PROBLEM DETAILS
State how many lines of the items contain the word "plate", giving only the number.

══════

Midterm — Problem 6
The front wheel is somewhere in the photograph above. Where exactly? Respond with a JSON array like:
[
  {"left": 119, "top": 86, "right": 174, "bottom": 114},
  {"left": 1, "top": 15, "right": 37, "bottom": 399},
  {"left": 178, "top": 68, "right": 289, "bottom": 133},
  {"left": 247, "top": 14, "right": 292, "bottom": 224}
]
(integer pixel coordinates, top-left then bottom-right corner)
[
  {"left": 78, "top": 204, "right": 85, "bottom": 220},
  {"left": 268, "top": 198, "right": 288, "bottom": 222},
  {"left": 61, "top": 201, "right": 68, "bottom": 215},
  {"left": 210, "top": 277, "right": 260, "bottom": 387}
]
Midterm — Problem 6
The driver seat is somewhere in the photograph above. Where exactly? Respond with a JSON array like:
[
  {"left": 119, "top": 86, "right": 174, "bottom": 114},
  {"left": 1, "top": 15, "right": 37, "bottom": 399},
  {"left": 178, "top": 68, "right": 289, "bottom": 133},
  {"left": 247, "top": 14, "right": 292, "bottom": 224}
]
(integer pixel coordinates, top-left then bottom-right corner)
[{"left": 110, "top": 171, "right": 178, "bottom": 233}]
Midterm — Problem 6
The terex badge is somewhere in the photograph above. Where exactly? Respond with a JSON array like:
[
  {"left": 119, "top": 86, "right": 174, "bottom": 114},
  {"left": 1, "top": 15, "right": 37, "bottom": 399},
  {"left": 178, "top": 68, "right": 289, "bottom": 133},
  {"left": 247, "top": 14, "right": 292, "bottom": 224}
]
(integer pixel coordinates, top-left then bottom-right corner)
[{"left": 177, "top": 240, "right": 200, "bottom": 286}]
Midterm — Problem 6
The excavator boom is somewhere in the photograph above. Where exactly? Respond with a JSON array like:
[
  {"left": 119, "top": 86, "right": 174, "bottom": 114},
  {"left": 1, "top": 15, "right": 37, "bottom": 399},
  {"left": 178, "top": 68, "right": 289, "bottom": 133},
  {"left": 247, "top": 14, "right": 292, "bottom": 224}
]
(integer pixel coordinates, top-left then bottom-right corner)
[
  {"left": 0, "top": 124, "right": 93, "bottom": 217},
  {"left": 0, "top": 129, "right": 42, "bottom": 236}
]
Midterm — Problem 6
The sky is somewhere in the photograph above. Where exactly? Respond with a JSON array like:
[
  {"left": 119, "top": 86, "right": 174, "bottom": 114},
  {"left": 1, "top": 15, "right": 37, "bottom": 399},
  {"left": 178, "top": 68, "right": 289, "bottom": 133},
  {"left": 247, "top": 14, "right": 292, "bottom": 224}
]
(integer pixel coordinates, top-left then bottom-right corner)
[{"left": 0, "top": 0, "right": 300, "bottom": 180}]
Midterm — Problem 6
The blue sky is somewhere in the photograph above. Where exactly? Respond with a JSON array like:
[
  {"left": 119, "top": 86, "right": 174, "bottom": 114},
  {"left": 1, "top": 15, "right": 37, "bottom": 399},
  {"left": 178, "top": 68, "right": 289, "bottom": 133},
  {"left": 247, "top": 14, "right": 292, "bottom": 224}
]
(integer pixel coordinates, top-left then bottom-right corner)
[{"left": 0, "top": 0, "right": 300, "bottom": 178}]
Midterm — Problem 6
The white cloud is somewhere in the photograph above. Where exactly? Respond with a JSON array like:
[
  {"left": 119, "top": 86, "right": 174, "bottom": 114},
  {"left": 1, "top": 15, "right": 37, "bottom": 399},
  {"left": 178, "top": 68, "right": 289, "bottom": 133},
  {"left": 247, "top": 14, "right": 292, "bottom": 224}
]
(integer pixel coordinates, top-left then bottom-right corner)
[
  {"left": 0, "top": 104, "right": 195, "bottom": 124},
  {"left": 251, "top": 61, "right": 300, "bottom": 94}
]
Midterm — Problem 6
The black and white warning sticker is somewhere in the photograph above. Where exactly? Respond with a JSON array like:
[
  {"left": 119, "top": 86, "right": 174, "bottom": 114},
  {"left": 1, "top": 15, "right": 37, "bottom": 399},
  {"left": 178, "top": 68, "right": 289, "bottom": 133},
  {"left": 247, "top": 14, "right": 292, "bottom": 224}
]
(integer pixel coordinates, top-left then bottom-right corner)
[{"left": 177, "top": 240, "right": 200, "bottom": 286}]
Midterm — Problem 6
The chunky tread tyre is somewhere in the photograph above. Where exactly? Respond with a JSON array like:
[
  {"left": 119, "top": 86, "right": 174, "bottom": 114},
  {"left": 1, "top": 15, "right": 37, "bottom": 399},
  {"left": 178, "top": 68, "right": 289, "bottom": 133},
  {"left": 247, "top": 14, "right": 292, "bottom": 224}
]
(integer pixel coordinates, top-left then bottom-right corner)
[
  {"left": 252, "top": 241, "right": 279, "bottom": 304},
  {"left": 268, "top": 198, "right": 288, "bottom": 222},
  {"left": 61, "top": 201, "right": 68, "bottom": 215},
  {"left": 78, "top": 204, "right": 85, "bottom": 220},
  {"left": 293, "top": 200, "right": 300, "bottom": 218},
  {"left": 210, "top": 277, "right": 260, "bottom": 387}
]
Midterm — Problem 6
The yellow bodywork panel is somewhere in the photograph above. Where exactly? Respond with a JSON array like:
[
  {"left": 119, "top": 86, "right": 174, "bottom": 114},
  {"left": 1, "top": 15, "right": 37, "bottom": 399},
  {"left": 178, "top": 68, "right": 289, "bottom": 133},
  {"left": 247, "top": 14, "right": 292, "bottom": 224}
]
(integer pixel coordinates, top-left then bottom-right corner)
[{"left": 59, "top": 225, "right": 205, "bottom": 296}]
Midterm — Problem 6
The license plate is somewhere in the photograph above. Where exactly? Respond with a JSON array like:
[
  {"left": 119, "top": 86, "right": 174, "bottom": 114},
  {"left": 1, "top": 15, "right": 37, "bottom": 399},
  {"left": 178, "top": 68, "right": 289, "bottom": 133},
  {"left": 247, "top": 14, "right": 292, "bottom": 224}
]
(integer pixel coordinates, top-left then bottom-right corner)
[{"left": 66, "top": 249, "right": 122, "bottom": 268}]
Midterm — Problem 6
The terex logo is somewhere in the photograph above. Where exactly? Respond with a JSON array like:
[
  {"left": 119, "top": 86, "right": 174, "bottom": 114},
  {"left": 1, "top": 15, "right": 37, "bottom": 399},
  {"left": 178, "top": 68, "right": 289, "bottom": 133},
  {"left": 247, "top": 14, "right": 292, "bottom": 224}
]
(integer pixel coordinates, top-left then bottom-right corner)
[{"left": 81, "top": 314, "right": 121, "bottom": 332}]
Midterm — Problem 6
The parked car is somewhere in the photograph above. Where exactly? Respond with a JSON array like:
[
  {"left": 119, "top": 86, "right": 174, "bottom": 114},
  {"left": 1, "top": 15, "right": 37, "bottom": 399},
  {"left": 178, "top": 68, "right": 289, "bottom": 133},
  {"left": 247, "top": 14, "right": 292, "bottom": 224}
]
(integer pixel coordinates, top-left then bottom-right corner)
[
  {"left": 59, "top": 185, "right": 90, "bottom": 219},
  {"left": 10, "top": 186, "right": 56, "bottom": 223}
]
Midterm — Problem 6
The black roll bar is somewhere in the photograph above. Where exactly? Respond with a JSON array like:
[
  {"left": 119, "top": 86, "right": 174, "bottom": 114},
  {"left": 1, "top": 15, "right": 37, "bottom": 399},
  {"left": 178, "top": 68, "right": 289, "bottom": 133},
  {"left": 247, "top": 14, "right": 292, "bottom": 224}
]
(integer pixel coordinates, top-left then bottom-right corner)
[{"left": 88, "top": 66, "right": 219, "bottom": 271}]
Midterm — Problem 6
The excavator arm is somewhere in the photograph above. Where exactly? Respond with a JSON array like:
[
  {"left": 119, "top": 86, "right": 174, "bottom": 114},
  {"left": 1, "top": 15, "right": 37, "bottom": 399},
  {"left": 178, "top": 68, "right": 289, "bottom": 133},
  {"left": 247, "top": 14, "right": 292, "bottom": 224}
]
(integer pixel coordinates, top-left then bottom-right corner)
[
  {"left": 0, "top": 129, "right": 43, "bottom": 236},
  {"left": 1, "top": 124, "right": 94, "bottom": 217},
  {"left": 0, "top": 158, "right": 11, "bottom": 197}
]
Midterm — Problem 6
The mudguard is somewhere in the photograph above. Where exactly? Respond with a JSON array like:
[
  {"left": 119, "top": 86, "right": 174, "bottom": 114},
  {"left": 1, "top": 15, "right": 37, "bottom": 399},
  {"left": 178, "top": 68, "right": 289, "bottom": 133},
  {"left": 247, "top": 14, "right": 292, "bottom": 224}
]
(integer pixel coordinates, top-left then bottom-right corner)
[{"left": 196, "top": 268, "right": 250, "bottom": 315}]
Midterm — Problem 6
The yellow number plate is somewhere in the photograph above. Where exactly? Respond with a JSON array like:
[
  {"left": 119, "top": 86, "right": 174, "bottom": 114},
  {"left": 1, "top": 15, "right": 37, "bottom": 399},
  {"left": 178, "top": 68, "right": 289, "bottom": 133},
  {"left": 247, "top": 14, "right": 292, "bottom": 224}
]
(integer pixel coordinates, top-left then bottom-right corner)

══════

SOLUTION FOR THIS PROBLEM
2